*** Opening Data supplied ***
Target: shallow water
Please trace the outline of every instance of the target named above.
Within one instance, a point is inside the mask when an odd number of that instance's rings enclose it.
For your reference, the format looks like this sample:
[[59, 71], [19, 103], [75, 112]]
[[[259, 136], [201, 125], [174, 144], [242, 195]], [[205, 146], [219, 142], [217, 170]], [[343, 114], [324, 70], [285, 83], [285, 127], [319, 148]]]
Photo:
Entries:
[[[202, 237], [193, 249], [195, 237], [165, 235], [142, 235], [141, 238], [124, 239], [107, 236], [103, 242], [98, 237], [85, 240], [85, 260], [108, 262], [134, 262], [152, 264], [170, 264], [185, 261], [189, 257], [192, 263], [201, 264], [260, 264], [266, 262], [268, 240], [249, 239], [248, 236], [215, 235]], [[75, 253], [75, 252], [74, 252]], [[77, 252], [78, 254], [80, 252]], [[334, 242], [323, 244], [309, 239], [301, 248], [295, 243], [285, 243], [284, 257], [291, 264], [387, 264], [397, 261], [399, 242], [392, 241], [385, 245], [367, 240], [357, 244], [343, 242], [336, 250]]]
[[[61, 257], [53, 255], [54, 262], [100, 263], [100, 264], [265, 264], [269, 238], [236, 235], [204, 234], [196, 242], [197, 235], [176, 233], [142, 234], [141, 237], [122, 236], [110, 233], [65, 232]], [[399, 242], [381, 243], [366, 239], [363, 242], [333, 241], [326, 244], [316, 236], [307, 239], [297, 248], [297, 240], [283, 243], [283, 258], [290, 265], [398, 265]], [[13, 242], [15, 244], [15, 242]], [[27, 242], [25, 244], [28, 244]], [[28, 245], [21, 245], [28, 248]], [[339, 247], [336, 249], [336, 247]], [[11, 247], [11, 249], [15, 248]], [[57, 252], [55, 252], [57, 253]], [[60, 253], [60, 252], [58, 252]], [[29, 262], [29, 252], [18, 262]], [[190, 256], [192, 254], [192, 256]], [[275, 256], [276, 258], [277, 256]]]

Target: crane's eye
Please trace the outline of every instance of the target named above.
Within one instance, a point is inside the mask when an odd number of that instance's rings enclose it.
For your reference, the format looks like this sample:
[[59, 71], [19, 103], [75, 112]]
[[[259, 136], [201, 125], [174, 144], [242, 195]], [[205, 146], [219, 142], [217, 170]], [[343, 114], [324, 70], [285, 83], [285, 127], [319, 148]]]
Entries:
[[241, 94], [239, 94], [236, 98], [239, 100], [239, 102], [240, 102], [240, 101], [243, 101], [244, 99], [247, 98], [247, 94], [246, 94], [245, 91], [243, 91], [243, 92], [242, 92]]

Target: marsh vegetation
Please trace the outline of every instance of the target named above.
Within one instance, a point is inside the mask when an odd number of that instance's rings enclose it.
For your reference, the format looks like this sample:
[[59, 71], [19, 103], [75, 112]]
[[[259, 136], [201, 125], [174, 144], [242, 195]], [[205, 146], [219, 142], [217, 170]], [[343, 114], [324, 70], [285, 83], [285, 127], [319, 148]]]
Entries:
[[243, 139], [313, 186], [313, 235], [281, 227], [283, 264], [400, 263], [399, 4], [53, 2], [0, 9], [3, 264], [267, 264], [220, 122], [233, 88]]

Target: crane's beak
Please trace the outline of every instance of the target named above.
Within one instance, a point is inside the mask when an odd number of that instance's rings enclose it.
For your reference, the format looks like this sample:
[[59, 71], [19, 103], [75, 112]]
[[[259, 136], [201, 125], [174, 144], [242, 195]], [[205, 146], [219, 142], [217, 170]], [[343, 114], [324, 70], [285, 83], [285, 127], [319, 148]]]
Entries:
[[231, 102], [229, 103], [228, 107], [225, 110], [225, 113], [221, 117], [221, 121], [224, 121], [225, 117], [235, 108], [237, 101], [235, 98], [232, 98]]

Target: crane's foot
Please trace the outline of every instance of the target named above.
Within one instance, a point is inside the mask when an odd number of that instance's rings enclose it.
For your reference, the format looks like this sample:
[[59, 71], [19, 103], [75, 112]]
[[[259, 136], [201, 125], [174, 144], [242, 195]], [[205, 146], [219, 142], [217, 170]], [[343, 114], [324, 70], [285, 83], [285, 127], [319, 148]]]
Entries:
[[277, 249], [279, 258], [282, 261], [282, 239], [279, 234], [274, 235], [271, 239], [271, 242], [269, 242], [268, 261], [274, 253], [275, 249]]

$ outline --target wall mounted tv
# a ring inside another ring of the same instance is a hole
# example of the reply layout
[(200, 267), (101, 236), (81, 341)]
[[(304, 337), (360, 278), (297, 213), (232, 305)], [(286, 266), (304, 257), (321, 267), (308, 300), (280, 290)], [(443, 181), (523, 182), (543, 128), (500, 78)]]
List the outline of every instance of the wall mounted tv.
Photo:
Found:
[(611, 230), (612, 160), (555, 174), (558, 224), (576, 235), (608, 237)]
*** Closing Data supplied ***
Exercise goal — Repeat each of the records exactly as written.

Worked solution —
Target: shallow water
Please trace the outline of every instance of the target named above.
Within one instance, a point is inside the mask when an odd number of that instance's rings enclose it.
For your reference, the format looks like this sample:
[[59, 71], [19, 103], [75, 112]]
[[[259, 136], [201, 125], [174, 144], [242, 195]], [[205, 146], [219, 142], [217, 170]], [[343, 114], [324, 70], [285, 83], [285, 127], [319, 148]]]
Photo:
Entries:
[[[202, 237], [193, 249], [195, 237], [165, 235], [142, 235], [141, 238], [124, 239], [107, 236], [103, 242], [98, 237], [85, 240], [85, 260], [108, 262], [134, 262], [152, 264], [170, 264], [185, 261], [189, 257], [192, 263], [201, 264], [260, 264], [266, 262], [268, 240], [249, 239], [248, 236], [215, 235]], [[75, 253], [75, 252], [74, 252]], [[77, 252], [78, 254], [80, 252]], [[334, 242], [323, 244], [309, 239], [301, 248], [295, 243], [285, 243], [284, 257], [291, 264], [387, 264], [397, 261], [399, 242], [392, 241], [385, 245], [367, 240], [357, 244], [343, 242], [336, 250]]]
[[[61, 257], [53, 255], [54, 262], [100, 263], [100, 264], [265, 264], [269, 238], [236, 235], [204, 234], [196, 242], [197, 235], [176, 233], [142, 234], [141, 237], [122, 236], [110, 233], [65, 232]], [[399, 242], [381, 243], [366, 239], [363, 242], [333, 241], [326, 244], [316, 236], [307, 239], [297, 248], [297, 240], [283, 243], [283, 258], [290, 265], [398, 265]], [[13, 242], [15, 244], [15, 242]], [[27, 242], [25, 244], [28, 244]], [[28, 245], [21, 245], [28, 248]], [[339, 247], [336, 249], [336, 247]], [[11, 247], [11, 249], [15, 248]], [[57, 252], [55, 252], [57, 253]], [[60, 253], [60, 252], [58, 252]], [[29, 262], [29, 252], [18, 262]], [[190, 256], [192, 254], [192, 256]], [[275, 256], [276, 258], [277, 256]]]

Target: crane's eye
Please trace the outline of every instance of the target named above.
Within one instance, a point is inside the mask when an odd number of that instance's rings enclose it.
For your reference, the format looks like this sample:
[[59, 71], [19, 103], [75, 112]]
[[[259, 136], [201, 125], [174, 144], [242, 195]], [[205, 146], [219, 142], [217, 170]], [[343, 114], [324, 70], [285, 83], [285, 127], [319, 148]]]
Entries:
[[241, 94], [239, 94], [236, 98], [239, 100], [239, 102], [240, 102], [240, 101], [243, 101], [244, 99], [247, 98], [247, 94], [246, 94], [245, 91], [243, 91], [243, 92], [242, 92]]

Target: marsh vegetation
Please trace the outline of every instance of the target named above.
Within one instance, a point is inside the mask when an odd number of that instance's rings enclose it.
For your reference, the format looks like this sample:
[[59, 71], [19, 103], [75, 112]]
[[[259, 136], [201, 125], [174, 144], [242, 195]], [[205, 146], [219, 142], [217, 170]], [[343, 114], [324, 70], [285, 83], [285, 127], [319, 148]]]
Entries:
[[243, 139], [313, 186], [313, 235], [281, 227], [283, 264], [400, 263], [399, 4], [53, 2], [0, 9], [3, 264], [267, 264], [220, 122], [233, 88]]

Target: crane's beak
Please trace the outline of every instance of the target named above.
Within one instance, a point is inside the mask when an odd number of that instance's rings enclose it.
For your reference, the format looks like this sample:
[[59, 71], [19, 103], [75, 112]]
[[[259, 136], [201, 125], [174, 144], [242, 195]], [[205, 146], [219, 142], [217, 170]], [[343, 114], [324, 70], [285, 83], [285, 127], [319, 148]]]
Entries:
[[231, 102], [229, 103], [228, 107], [225, 110], [225, 113], [221, 117], [221, 121], [224, 121], [225, 117], [235, 108], [237, 101], [235, 98], [232, 98]]

Target: crane's foot
Please trace the outline of every instance of the target named above.
Within one instance, a point is inside the mask when an odd number of that instance's rings enclose it.
For your reference, the format looks like this sample:
[[59, 71], [19, 103], [75, 112]]
[[[259, 136], [201, 125], [174, 144], [242, 195]], [[205, 146], [219, 142], [217, 170]], [[343, 114], [324, 70], [285, 83], [285, 127], [319, 148]]]
Entries:
[[277, 249], [279, 258], [282, 261], [282, 239], [279, 234], [274, 235], [271, 239], [271, 242], [269, 242], [268, 261], [274, 253], [275, 249]]

$ outline --target wall mounted tv
# a ring inside another ring of the same instance is a hole
# example of the reply layout
[(200, 267), (101, 236), (81, 341)]
[[(304, 337), (360, 278), (297, 213), (232, 305)], [(286, 266), (304, 257), (321, 267), (308, 300), (280, 290)], [(443, 181), (523, 182), (543, 128), (500, 78)]]
List the outline of every instance of the wall mounted tv.
Photo:
Found:
[(611, 230), (612, 160), (555, 174), (558, 224), (576, 235), (608, 237)]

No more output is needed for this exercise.